TASK TO CARRY OUT:
A single number is the whole answer: the count of lines in the records where "dark" occurs.

START RECORDS FOR THE EXERCISE

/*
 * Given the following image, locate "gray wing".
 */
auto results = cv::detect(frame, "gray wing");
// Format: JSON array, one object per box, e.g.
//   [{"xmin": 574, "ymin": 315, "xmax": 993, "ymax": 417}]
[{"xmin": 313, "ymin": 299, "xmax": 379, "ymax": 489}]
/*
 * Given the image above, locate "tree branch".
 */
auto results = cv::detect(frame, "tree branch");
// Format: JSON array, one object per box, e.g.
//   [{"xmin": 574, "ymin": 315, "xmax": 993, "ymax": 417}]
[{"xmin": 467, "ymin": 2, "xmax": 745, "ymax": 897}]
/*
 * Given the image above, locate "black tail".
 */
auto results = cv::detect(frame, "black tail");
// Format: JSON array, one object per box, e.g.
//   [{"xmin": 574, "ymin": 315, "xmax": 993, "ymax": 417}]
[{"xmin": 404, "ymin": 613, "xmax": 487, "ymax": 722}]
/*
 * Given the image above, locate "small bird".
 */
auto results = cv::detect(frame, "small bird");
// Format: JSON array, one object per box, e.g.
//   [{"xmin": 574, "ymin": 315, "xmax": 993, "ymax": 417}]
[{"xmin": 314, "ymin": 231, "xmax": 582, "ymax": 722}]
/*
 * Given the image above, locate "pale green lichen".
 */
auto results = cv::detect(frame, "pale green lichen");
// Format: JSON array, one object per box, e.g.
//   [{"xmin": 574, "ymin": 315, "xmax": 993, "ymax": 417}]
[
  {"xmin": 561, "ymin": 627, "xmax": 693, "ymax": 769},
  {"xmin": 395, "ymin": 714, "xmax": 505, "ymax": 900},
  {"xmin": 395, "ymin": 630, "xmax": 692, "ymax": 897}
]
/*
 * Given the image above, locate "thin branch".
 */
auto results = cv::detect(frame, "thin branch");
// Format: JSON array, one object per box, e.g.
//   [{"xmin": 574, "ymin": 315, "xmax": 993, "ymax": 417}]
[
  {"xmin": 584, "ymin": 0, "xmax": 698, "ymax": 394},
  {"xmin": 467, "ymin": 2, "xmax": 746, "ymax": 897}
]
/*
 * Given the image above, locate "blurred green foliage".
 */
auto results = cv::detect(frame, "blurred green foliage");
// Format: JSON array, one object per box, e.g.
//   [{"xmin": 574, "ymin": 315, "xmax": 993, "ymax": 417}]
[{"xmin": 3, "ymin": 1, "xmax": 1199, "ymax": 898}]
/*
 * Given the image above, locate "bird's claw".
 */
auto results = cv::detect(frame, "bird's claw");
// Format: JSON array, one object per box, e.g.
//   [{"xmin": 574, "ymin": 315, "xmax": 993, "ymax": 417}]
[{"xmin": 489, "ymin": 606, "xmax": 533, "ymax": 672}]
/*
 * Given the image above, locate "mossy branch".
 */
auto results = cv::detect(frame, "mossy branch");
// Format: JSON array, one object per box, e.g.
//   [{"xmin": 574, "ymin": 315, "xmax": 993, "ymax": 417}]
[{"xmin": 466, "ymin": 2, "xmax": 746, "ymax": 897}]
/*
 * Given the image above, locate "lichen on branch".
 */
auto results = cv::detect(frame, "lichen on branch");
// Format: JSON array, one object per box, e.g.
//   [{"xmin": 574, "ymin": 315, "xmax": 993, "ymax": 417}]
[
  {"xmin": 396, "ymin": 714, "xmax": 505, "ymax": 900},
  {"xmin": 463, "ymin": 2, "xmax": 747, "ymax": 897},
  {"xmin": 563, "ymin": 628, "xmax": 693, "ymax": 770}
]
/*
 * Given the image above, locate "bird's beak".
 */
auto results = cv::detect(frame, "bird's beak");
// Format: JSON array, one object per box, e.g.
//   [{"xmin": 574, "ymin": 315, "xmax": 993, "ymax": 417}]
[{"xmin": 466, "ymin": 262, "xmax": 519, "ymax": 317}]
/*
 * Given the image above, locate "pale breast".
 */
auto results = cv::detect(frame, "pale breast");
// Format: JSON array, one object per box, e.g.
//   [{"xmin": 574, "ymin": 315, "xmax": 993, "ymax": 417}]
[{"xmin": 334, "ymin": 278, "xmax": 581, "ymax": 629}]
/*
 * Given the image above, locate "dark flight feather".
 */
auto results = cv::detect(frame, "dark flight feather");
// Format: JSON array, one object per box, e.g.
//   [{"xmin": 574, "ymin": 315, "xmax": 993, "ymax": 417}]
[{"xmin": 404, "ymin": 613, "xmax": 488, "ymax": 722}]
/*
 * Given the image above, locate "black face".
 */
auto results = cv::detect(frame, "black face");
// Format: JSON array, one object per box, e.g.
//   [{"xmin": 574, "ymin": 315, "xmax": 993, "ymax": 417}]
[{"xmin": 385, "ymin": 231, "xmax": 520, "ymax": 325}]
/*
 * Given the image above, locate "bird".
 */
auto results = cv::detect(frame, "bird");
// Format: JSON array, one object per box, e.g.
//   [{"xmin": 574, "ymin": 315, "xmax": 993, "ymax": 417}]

END RECORDS FOR THE EXERCISE

REPLY:
2